## TE VERWERKEN GEGEVENS:

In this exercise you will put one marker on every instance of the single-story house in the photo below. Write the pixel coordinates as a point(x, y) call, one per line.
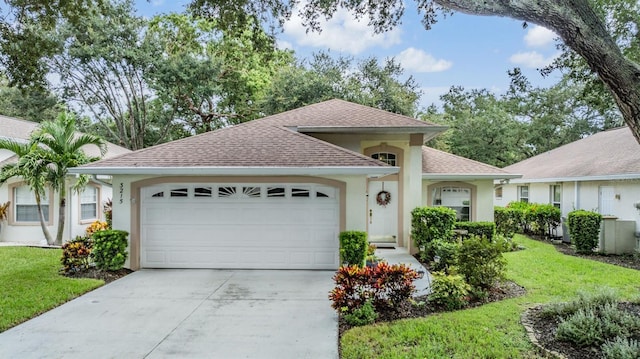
point(275, 192)
point(597, 173)
point(23, 224)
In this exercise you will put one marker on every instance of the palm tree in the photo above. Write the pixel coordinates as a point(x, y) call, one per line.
point(32, 171)
point(60, 148)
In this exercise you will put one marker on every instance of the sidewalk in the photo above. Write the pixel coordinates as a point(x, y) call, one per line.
point(400, 255)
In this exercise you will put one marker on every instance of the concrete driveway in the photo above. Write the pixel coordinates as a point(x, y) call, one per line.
point(188, 314)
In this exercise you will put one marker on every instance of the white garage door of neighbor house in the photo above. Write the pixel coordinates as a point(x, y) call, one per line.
point(265, 226)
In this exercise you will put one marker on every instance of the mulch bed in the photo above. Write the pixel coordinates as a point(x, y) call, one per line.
point(106, 276)
point(503, 290)
point(544, 330)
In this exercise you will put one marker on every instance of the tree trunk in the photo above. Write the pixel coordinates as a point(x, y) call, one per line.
point(43, 225)
point(584, 32)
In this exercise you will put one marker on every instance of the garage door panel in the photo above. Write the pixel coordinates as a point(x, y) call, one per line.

## OPDRACHT:
Pas het deel van de lijst aan dat begint bij de regel met "of the concrete" en doorloopt tot het einde van de lijst. Geef alleen die regels terug, met "mulch bed" vervangen door "flower bed" en al het andere ongewijzigd.

## ANTWOORD:
In this exercise you will put one marker on every instance of the concrete driveway in the photo above. Write the pixel coordinates as a point(x, y) call, one per line.
point(188, 314)
In this exercise you will put one marker on every instance of the white garage door of neighbor house in the photo above. Write the pixel coordinates as a point(x, y) call, one per line.
point(265, 226)
In this exercise you will put one marker on every instance of the flower bed in the photo above. Write the pixel coordinates as a point(x, y) call, one per line.
point(106, 276)
point(503, 290)
point(544, 330)
In this exercise you will put one marker on every instance of the tree trunk in the photo above. Write the pixel coordinates as a point(x, y) call, one per line.
point(43, 225)
point(584, 32)
In this exercise you will put one marker on every instance of the garage door panel in the photo above. Write the pixel coordinates as a point(x, y) call, one per line.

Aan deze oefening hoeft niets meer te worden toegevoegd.